Records from a data source
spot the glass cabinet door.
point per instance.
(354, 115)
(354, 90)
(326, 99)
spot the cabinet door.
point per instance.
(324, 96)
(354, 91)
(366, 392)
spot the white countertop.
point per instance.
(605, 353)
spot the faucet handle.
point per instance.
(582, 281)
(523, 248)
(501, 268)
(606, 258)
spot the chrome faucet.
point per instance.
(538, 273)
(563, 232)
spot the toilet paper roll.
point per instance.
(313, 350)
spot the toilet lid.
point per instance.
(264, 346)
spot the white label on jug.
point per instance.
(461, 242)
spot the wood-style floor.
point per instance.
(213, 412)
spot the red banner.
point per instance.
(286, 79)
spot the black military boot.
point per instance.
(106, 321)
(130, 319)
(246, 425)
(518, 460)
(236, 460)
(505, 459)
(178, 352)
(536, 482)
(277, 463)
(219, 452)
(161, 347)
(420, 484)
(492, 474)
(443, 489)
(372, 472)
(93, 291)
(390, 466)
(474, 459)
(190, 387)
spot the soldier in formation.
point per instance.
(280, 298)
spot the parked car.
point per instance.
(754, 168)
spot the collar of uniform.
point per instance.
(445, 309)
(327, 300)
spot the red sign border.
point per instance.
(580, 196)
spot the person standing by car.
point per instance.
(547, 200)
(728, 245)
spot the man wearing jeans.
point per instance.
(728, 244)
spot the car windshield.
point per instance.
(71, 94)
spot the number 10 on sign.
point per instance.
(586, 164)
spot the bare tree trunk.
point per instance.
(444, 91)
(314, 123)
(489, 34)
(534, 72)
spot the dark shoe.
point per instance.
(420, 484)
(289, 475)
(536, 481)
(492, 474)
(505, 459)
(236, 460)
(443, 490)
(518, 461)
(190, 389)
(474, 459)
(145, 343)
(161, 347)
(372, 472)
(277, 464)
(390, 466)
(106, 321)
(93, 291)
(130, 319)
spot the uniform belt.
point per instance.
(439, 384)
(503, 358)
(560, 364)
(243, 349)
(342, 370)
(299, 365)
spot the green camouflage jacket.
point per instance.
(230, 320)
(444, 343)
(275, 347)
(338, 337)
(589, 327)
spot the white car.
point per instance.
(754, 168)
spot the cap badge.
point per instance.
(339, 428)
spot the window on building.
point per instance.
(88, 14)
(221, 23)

§ **ACTIVITY**
For this exercise, output all the data exactly as shown above.

§ **RESPONSE AREA**
spot the glass cabinet door.
point per instance.
(354, 115)
(354, 90)
(326, 99)
spot the cabinet door.
point per instance.
(324, 96)
(354, 91)
(366, 392)
spot the white countertop.
point per instance.
(605, 353)
spot the faucet handle.
point per instance.
(582, 281)
(523, 248)
(501, 268)
(606, 258)
spot the chrome faucet.
point per instance.
(538, 273)
(563, 232)
spot the toilet paper roll.
point per instance.
(313, 350)
spot the toilet lid.
point per instance.
(264, 346)
spot the white label on jug.
point per instance.
(461, 242)
spot the wood-style floor.
point per instance.
(213, 412)
spot the red banner.
point per instance.
(286, 79)
spot the black military boot.
point per instance.
(106, 321)
(130, 319)
(246, 425)
(518, 460)
(236, 460)
(505, 459)
(178, 352)
(536, 482)
(277, 463)
(219, 452)
(161, 347)
(420, 484)
(492, 474)
(443, 489)
(372, 472)
(93, 291)
(390, 466)
(474, 459)
(190, 387)
spot the soldier in formation.
point per instance.
(280, 298)
spot the parked car.
point per instance.
(754, 168)
spot the collar of uniform.
point per instance.
(445, 309)
(327, 300)
spot the red sign border.
point per instance.
(580, 196)
spot the person standing by car.
point per instance.
(547, 200)
(728, 245)
spot the man wearing jeans.
point per instance.
(728, 244)
spot the car windshield.
point per instance.
(71, 94)
spot the number 10 on sign.
point per instance.
(586, 164)
spot the bare tree trunk.
point per instance.
(444, 91)
(314, 123)
(489, 34)
(534, 72)
spot the dark shoe.
point per instance.
(420, 484)
(289, 475)
(536, 481)
(492, 474)
(505, 459)
(236, 460)
(443, 490)
(518, 461)
(190, 389)
(474, 459)
(145, 343)
(161, 347)
(372, 472)
(277, 464)
(390, 466)
(106, 321)
(93, 291)
(130, 319)
spot the uniform belt.
point per instance.
(439, 384)
(503, 358)
(560, 364)
(243, 349)
(342, 370)
(299, 365)
spot the green camouflage jacket.
point per instance.
(230, 320)
(444, 343)
(275, 347)
(338, 337)
(589, 327)
spot the white car.
point per instance.
(754, 168)
spot the cap badge.
point per instance.
(339, 428)
spot the window on building.
point per instance.
(88, 14)
(221, 23)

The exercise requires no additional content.